[Records provided]
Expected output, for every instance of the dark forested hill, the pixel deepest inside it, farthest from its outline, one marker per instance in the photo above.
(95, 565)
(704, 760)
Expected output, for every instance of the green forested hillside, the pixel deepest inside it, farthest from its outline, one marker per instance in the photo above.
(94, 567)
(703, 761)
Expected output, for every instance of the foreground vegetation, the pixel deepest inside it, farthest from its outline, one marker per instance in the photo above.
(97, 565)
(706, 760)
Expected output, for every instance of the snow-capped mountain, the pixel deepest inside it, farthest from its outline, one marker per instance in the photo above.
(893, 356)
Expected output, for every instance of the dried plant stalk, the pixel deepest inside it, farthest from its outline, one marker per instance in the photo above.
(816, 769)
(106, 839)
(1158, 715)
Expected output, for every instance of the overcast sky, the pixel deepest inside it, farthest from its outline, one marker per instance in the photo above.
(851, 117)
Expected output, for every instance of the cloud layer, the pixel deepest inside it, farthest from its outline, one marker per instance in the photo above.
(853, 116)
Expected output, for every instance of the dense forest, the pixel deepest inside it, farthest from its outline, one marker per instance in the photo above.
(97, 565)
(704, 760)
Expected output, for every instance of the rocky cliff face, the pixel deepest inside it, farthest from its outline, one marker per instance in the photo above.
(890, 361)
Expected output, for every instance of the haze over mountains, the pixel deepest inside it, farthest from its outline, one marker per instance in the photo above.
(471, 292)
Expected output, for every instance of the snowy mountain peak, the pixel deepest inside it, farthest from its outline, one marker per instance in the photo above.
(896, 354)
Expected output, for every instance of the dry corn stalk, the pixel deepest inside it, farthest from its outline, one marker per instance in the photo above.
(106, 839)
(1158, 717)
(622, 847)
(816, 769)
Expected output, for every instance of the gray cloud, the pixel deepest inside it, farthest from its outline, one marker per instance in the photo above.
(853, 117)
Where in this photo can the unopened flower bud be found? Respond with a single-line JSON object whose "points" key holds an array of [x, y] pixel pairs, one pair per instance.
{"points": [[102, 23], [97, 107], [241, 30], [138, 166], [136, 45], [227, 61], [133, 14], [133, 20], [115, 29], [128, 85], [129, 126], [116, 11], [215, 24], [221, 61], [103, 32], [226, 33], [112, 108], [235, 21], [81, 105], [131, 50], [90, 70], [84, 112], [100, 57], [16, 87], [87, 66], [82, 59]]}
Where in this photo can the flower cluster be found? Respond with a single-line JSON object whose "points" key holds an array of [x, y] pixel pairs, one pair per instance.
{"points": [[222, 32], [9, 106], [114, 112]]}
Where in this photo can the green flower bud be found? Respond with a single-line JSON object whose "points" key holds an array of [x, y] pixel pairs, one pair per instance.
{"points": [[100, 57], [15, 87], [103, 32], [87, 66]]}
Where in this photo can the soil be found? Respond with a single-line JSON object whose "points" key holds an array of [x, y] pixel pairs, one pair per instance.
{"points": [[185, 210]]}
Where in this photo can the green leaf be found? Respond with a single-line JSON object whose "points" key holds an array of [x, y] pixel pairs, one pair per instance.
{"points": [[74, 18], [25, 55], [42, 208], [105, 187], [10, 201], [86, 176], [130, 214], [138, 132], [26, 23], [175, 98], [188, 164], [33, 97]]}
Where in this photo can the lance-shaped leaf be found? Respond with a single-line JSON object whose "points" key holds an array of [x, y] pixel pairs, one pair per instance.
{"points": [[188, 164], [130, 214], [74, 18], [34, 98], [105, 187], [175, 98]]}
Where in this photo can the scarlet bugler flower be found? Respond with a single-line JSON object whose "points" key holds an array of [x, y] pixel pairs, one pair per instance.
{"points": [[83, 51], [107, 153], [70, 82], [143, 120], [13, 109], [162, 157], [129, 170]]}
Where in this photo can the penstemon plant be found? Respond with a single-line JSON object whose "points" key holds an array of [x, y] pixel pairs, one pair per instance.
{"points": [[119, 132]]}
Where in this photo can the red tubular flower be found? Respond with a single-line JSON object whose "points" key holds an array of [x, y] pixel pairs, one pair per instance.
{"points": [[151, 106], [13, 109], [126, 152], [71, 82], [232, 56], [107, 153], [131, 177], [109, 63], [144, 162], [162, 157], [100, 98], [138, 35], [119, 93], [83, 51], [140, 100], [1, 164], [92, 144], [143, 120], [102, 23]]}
[/Records provided]
Transcribe the listing. Every line must match exactly.

• Worked solution:
Expected output, for every instance of the dark forested hill, the pixel deepest inside it, farthest from its outline, one marker per instance in the photo above.
(95, 565)
(704, 760)
Expected output, for every instance of the green forested hillside, the pixel deepest inside it, farthest from its outline, one marker per instance in the photo above.
(94, 567)
(703, 761)
Expected output, for every instance of the foreground vegetation, the pixel deepest inside it, farthest from its outline, one marker per instance in the photo above.
(97, 565)
(706, 760)
Expected output, for every instance of the snow-capped mountain, the pixel deepest inside it, farthest from its outline, one marker per instance in the photo above.
(893, 356)
Expected output, for every instance of the dried plant stalk, the pixel deepest inside it, farthest from its outline, one marker per instance in the photo above.
(816, 769)
(106, 839)
(1158, 715)
Expected output, for every instance of the overcast sky, the pixel deepest inside it, farthest from its outline, one marker per instance in the photo above.
(851, 117)
Expected output, for every instance of the cloud layer, the pixel deepest inside it, farthest from its outline, one marker per instance in the photo above.
(853, 116)
Expected output, for every instance of the dense forest, the pixel deepest inside it, farthest from its outline, one marker per instance in the photo above.
(97, 565)
(704, 760)
Expected output, for every instance of the rocky cliff face, the pixel deepest inside it, farthest from its outline, one marker per instance in the photo above.
(890, 361)
Expected output, for every instance of the haze over mountains, the pixel deepest inside it, farthest from its outline, one marker per instance in the photo above.
(471, 292)
Expected output, for every instance of the snowy mountain peak, the pixel deepest inside it, farthest from its outline, one marker per instance in the photo above.
(896, 354)
Expected output, for every instance of the dry corn stalk, the pixel deepest inside it, farthest from its outline, one marker per instance in the photo above.
(106, 839)
(1158, 717)
(622, 847)
(816, 769)
Expected output, for every instance of the gray cloud, the pixel deepest inside it, farthest from its outline, one marker per instance in the photo above.
(853, 117)
Where in this photo can the unopened flower bud be found? Respond with a single-line JSON object whose "points" key holds an array of [x, y] pixel pairs, one pair per instance.
{"points": [[102, 23], [97, 107], [241, 30], [138, 166], [136, 45], [227, 61], [133, 14], [133, 20], [115, 29], [128, 85], [129, 126], [116, 11], [215, 24], [221, 61], [103, 32], [226, 33], [112, 108], [235, 21], [81, 105], [131, 50], [90, 70], [84, 112], [100, 57], [16, 87], [87, 66], [82, 59]]}
Where in this photo can the flower cluster be found? Respond with a single-line JSON object whose "points" key holds an array of [x, y] pixel pairs, one pair per instance.
{"points": [[222, 32], [9, 106], [114, 112]]}
Where in this photo can the green flower bud be found? Respond with a single-line JSON object whose "points" key holds an array of [x, y] pixel pairs, one pair per instance.
{"points": [[100, 57], [15, 87], [103, 32], [87, 66]]}
Where in this photo can the soil be found? Respond with a single-line JSON object whose "points" key holds an array of [x, y] pixel pairs, one pair per instance.
{"points": [[185, 210]]}
Where in this photo can the green leaf be found? Respond with a single-line JSON object whose "points" key holds an array of [x, y] pixel pairs, one pair per instance.
{"points": [[74, 18], [25, 55], [42, 208], [105, 187], [10, 201], [86, 176], [130, 214], [138, 132], [26, 23], [175, 98], [188, 164], [33, 97]]}
Where in this photo can the lance-shaped leaf be found? Respond with a single-line JSON object whose "points" key holds an array of [x, y] pixel pairs, one pair per instance.
{"points": [[188, 164], [130, 214], [74, 18], [34, 98], [105, 187], [175, 98]]}
Where in this photo can the scarlet bugler flower be found? Respond with a single-line JSON object whose "points" key holds an array of [x, y] pixel pairs, one pair per instance.
{"points": [[83, 51], [107, 153], [70, 82], [143, 120], [13, 109], [162, 157], [129, 170]]}
Where in this photo can the penstemon plant be found? Respond with a single-line JSON object whose "points" key holds an array of [x, y] pixel pairs, one pair per instance.
{"points": [[119, 132]]}
Where in this photo can the red tubular flower be found? Respond with a single-line JSON object whose "points" key holds an array of [x, y] pixel pairs, one pair per instance.
{"points": [[151, 106], [13, 109], [126, 152], [71, 82], [232, 56], [107, 153], [131, 177], [109, 63], [144, 162], [162, 157], [100, 98], [138, 35], [119, 93], [83, 51], [140, 100], [1, 164], [92, 144], [143, 120], [102, 23]]}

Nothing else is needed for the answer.